*What you will do*: Only the lines from the one containing "bar, one point per instance." through the last line below should be written out, exactly and with both ends kept.

Collection entries
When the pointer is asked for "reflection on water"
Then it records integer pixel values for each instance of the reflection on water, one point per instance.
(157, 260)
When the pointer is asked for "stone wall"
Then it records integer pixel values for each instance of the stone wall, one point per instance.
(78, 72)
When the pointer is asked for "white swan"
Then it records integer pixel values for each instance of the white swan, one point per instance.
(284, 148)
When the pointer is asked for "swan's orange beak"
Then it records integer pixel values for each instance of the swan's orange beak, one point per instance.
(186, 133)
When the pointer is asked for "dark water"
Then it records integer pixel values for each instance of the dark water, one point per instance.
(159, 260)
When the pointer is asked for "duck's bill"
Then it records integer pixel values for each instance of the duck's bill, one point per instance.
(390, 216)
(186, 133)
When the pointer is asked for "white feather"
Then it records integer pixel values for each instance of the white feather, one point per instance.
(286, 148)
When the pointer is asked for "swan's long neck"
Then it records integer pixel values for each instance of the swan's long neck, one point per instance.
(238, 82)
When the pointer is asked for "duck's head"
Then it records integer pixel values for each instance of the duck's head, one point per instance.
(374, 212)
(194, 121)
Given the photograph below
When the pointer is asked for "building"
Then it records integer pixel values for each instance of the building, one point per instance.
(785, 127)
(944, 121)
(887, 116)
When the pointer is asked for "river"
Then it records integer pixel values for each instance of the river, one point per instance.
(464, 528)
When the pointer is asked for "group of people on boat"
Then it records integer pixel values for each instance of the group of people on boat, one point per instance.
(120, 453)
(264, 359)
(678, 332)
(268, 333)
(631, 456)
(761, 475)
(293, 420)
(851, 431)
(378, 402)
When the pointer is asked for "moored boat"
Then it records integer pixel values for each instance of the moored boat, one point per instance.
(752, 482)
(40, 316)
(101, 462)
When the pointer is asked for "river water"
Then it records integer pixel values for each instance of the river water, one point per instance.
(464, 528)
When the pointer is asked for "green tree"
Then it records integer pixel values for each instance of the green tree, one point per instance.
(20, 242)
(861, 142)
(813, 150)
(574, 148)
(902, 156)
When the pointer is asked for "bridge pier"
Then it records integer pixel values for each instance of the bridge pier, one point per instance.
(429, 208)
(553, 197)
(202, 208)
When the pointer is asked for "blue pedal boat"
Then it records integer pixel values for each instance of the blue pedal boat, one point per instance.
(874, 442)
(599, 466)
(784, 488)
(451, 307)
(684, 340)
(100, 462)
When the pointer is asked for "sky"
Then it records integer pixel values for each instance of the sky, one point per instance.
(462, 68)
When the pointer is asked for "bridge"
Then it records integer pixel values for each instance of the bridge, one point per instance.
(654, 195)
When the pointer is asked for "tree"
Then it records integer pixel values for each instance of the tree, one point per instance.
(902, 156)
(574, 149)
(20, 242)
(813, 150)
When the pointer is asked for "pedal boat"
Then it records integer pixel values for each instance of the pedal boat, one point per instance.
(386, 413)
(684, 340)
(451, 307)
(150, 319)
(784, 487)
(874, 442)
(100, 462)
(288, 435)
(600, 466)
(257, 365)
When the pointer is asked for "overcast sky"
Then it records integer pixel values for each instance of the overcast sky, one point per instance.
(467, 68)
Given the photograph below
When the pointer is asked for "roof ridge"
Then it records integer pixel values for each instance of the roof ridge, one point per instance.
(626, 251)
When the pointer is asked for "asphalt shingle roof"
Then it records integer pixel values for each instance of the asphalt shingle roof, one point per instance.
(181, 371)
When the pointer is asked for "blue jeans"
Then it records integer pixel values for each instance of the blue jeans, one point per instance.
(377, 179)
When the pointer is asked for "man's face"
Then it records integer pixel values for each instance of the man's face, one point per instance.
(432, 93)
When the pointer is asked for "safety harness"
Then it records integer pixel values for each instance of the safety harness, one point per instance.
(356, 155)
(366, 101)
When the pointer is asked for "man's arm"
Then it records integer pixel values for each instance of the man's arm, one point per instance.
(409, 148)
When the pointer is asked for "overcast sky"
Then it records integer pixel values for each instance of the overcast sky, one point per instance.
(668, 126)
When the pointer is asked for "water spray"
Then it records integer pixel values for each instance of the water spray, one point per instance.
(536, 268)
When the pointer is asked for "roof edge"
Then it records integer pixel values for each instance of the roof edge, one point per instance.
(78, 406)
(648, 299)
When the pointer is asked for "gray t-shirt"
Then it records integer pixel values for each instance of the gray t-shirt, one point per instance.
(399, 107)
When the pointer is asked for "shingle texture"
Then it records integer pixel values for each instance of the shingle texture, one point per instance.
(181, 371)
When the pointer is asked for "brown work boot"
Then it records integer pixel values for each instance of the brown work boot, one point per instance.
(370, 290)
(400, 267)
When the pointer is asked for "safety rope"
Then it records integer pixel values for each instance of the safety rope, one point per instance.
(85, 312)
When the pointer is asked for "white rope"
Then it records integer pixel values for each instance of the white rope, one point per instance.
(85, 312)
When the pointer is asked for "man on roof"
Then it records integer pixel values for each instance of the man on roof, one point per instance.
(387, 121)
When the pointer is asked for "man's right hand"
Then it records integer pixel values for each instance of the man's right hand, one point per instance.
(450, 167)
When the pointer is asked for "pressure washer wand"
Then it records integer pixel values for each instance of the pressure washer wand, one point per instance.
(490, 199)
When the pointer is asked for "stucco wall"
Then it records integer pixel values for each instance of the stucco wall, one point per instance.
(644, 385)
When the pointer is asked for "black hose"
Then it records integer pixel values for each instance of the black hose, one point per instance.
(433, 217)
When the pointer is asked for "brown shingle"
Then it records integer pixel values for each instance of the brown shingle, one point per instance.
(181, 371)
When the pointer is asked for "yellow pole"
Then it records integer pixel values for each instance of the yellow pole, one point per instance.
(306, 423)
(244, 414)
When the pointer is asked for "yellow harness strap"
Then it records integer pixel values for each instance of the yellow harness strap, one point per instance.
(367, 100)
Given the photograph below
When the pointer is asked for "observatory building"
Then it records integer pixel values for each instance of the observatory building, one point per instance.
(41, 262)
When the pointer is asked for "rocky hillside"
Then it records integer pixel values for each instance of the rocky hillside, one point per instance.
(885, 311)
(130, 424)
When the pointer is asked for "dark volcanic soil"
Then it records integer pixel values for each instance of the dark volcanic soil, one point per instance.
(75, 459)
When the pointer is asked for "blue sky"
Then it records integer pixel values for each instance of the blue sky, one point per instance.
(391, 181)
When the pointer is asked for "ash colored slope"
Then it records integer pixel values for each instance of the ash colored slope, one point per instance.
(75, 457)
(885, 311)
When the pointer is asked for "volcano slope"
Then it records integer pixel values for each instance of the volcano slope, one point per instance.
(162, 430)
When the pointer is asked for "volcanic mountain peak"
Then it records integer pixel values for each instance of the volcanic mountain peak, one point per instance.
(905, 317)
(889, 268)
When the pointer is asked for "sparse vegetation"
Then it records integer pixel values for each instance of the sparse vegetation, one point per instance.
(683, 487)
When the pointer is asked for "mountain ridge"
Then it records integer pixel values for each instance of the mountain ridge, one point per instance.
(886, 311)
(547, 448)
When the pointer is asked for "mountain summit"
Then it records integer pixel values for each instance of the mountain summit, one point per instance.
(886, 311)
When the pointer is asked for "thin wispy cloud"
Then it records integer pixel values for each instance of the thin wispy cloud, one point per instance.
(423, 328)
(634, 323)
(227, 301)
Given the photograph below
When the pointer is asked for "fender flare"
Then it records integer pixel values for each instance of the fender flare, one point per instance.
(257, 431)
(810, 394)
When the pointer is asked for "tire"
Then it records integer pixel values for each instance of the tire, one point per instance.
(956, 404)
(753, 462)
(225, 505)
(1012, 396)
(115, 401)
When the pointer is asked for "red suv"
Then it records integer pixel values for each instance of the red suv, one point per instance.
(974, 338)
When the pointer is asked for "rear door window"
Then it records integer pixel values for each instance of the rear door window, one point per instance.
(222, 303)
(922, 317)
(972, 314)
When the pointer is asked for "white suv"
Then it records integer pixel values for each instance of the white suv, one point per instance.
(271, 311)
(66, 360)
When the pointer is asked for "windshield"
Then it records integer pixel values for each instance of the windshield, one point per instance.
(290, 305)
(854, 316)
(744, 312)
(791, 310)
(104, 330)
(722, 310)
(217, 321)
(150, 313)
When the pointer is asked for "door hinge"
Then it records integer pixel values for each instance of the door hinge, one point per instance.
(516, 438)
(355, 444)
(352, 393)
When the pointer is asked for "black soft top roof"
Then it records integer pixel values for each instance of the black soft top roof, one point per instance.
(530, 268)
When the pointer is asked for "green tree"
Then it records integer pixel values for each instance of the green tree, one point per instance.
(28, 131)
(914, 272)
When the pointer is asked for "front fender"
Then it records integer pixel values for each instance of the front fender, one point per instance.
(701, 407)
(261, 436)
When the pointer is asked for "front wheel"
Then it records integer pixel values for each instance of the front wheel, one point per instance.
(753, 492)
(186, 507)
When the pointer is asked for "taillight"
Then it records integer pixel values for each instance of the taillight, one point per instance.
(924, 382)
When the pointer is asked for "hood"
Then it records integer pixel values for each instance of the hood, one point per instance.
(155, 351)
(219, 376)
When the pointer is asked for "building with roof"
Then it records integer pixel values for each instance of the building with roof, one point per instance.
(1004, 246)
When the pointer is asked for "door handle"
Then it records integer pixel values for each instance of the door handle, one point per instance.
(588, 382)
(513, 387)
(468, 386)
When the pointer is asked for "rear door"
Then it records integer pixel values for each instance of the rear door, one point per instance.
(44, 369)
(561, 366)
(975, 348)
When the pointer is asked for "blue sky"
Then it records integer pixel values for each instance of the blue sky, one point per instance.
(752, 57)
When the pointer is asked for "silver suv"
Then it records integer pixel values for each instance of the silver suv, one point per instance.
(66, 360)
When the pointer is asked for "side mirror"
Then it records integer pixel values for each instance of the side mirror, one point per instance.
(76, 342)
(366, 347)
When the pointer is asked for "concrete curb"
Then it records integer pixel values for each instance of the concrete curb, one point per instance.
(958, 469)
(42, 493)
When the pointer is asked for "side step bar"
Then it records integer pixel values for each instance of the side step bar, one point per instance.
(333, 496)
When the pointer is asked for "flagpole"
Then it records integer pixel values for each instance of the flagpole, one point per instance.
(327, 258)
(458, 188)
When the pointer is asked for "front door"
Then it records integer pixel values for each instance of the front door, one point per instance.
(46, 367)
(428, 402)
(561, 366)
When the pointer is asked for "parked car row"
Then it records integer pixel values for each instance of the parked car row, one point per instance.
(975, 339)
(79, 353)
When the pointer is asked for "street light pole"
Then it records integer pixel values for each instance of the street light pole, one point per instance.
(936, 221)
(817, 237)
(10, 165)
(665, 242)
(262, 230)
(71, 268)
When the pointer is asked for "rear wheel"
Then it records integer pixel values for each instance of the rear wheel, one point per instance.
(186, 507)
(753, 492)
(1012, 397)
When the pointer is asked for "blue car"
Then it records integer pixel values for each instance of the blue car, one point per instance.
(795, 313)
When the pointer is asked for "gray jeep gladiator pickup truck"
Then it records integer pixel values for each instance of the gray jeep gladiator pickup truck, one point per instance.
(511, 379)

*Reply*:
Then it records integer pixel values for each instance of the side step bar, one point per instance.
(333, 496)
When the pointer is asked for "flagpole"
Then it records integer pixel values for each instance of the flagpole, one point per instance.
(327, 258)
(458, 188)
When the pointer is asked for "front door"
Then it records integer pixel values for each instance of the front door, one point per instance.
(46, 367)
(428, 402)
(561, 366)
When the pointer is asked for "parked car row"
Then it records integer pixel values for each instance of the parked car row, one point per instance.
(975, 339)
(79, 353)
When the pointer is asked for "street light pole"
Then it records integer pixel values for each instance of the street light pole, one point per instance.
(936, 221)
(817, 237)
(10, 165)
(665, 242)
(262, 230)
(71, 268)
When the pointer is asked for "rear wheel"
Then it records integer pixel values for each instance of the rear wheel, one point per instance.
(186, 507)
(753, 492)
(1012, 397)
When the pointer is asked for "blue car"
Then it records integer pixel values for each instance of the blue car, one point per instance.
(795, 313)
When the pointer is asked for "gray jeep gladiator pickup truck"
Then it records integer pixel values for each instance of the gray jeep gladiator pickup truck, one point per instance.
(511, 379)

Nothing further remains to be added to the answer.